== Task data
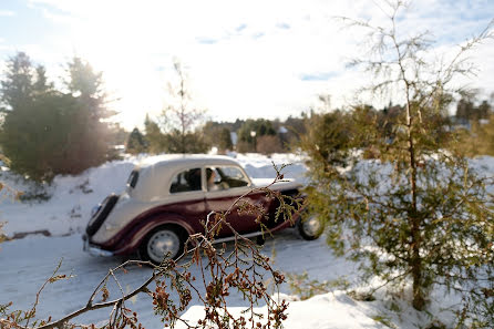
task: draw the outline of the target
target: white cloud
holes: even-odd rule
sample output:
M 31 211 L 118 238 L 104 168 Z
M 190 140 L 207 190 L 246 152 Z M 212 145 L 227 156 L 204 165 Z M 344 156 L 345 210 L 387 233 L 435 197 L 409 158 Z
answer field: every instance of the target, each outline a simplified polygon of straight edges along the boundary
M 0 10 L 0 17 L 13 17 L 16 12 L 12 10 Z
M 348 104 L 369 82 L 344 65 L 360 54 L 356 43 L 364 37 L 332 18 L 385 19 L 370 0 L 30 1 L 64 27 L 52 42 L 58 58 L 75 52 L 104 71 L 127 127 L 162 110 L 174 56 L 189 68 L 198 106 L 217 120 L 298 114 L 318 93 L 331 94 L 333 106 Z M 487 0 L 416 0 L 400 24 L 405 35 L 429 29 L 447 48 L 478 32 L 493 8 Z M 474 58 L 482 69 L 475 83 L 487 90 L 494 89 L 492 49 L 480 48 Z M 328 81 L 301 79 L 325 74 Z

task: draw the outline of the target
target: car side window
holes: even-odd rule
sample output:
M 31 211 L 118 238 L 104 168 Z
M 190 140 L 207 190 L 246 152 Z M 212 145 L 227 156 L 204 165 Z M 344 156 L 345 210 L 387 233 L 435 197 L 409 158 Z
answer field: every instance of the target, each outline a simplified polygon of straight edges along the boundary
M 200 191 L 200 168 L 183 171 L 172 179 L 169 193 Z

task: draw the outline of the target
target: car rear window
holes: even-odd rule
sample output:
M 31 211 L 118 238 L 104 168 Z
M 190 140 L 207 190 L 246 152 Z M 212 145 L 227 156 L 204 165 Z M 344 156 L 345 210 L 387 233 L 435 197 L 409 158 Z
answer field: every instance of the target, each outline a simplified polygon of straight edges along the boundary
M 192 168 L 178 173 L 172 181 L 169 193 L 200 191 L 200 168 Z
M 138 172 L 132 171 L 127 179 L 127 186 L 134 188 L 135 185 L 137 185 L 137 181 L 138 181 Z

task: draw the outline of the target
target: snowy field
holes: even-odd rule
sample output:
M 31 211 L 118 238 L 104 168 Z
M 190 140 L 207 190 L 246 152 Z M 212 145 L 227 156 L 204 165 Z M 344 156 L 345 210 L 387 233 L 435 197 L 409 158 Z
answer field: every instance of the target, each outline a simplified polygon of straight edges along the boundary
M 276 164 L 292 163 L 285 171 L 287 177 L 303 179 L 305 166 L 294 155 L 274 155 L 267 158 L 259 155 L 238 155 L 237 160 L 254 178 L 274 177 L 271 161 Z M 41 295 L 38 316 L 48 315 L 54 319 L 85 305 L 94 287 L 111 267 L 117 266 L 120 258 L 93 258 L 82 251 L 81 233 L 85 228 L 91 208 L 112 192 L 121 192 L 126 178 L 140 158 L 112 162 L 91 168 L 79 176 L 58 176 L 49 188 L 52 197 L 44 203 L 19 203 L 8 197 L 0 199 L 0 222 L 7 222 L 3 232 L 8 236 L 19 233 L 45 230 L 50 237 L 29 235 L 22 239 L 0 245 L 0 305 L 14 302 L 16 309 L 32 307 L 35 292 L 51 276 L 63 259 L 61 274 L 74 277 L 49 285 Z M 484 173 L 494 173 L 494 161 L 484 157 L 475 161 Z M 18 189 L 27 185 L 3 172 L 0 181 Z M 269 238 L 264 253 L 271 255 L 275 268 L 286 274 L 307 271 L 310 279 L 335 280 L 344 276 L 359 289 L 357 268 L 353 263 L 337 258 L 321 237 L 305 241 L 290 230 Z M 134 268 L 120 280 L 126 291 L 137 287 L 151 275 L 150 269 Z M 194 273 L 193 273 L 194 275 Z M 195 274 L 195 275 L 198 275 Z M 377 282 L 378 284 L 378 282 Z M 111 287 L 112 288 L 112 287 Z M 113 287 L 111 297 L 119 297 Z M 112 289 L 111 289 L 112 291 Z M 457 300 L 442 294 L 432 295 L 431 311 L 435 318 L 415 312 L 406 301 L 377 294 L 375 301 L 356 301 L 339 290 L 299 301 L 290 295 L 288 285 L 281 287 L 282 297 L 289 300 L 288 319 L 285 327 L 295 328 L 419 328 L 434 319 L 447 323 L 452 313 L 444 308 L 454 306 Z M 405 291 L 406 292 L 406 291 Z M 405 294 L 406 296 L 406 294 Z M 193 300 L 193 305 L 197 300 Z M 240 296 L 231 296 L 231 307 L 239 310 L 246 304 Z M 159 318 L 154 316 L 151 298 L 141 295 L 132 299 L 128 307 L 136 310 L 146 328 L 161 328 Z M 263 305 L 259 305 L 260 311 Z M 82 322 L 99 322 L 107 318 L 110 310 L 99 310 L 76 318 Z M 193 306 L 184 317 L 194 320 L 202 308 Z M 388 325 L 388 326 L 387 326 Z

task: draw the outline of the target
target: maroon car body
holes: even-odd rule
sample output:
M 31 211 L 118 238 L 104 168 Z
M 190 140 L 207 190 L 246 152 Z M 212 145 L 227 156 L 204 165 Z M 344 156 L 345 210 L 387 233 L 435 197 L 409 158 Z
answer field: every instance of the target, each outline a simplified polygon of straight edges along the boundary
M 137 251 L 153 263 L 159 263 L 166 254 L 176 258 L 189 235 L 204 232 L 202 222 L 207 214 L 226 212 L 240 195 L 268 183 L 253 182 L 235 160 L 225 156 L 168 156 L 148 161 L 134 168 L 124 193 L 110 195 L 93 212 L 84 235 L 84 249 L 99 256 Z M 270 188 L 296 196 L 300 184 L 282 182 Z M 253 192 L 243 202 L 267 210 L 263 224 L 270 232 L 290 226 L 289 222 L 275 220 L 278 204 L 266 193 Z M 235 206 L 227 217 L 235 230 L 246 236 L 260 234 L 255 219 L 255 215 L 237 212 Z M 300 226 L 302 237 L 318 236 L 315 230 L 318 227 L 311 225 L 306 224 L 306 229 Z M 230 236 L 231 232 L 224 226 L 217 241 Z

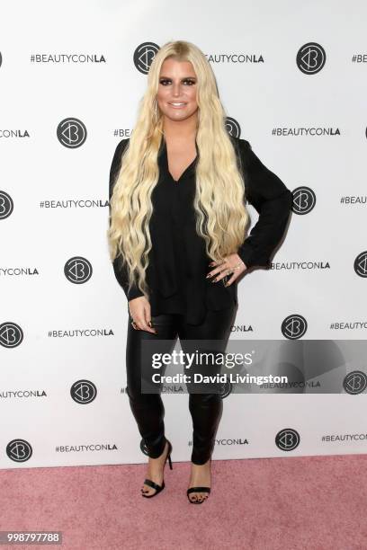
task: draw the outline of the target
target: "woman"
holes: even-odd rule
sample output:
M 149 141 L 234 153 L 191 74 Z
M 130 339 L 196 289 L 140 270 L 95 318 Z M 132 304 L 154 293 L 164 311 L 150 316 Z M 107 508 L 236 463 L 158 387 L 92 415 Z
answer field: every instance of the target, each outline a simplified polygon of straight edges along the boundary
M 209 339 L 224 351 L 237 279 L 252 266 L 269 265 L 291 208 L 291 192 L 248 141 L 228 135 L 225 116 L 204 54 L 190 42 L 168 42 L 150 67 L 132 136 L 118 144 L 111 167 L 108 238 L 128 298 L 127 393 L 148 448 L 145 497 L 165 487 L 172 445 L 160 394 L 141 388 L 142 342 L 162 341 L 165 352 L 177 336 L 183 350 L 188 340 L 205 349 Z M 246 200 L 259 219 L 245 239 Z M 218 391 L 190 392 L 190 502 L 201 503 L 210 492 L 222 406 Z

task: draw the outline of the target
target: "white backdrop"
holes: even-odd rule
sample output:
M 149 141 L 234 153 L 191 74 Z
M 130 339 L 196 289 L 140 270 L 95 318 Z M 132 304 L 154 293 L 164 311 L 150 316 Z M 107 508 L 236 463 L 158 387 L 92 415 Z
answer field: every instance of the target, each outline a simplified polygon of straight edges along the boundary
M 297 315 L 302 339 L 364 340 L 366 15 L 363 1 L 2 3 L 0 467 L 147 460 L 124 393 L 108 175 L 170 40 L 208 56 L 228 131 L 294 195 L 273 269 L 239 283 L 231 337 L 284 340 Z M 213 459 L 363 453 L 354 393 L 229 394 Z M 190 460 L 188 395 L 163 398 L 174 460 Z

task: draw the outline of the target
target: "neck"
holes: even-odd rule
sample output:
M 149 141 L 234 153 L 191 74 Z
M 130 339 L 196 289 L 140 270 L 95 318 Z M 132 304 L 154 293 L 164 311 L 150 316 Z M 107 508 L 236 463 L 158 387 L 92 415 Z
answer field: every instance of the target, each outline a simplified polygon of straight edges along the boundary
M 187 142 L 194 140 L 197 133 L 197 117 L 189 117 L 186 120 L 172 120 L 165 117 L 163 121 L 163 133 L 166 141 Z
====
• Aim:
Please write the lines of the listing as a JSON list of strings, one string per line with blank lines omitted, starting at the beginning of the listing and ending at the line containing "M 200 191 L". Leave the pictures out.

• Result below:
[
  "task: draw the outline of the target",
  "target: white cloud",
  "holes: even-odd rule",
  "sample output:",
  "M 31 211 L 118 238 L 104 168 Z",
  "M 190 140 L 207 190 L 246 152 Z M 212 145 L 227 156 L 204 165 Z M 344 156 L 345 210 L 387 233 L 435 197 L 409 158 Z",
  "answer field: every instance of the target, each outline a simplified polygon of straight edges along the boundary",
  "M 0 10 L 0 17 L 13 17 L 16 12 L 12 10 Z",
  "M 348 104 L 369 82 L 344 65 L 360 54 L 356 43 L 364 37 L 332 18 L 385 19 L 370 0 L 30 1 L 64 27 L 52 42 L 58 58 L 75 52 L 104 71 L 127 127 L 162 110 L 174 56 L 189 68 L 198 106 L 217 120 L 298 114 L 318 93 L 331 94 L 333 106 Z M 487 0 L 416 0 L 400 24 L 405 35 L 429 29 L 447 48 L 478 32 L 493 8 Z M 474 58 L 482 69 L 475 83 L 487 90 L 494 89 L 492 49 L 480 48 Z M 328 81 L 301 79 L 325 74 Z",
  "task: draw the outline of the target",
  "target: car side window",
  "holes: even-odd rule",
  "sample output:",
  "M 31 211 L 118 238 L 104 168 Z",
  "M 190 140 L 207 190 L 246 152 Z M 212 145 L 227 156 L 204 165 Z M 344 156 L 345 210 L 387 233 L 435 197 L 409 158 Z",
  "answer field: every instance of the target, each outline a simplified polygon of straight edges along the boundary",
  "M 200 191 L 200 168 L 183 171 L 172 179 L 169 193 Z"
]